[Saved entries]

Content starts

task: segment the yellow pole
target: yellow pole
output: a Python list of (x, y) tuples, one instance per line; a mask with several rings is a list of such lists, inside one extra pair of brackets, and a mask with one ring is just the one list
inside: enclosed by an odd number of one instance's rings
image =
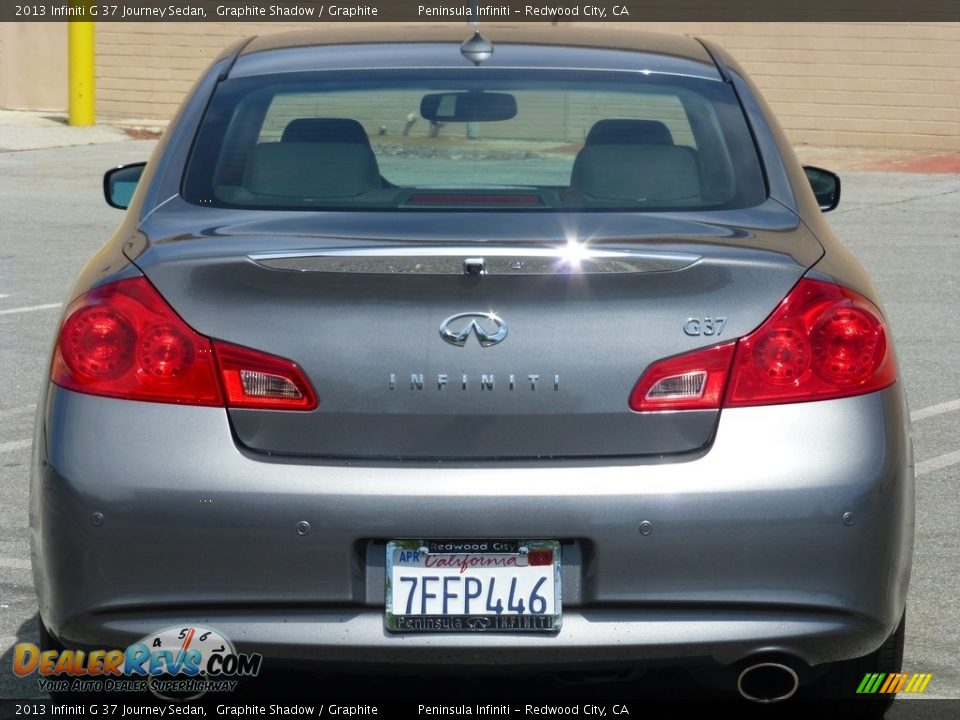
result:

Content ends

Aim of the exercise: All lines in the records with the string "pole" should be copied out.

Written reply:
task: segment the yellow pole
target: yellow pole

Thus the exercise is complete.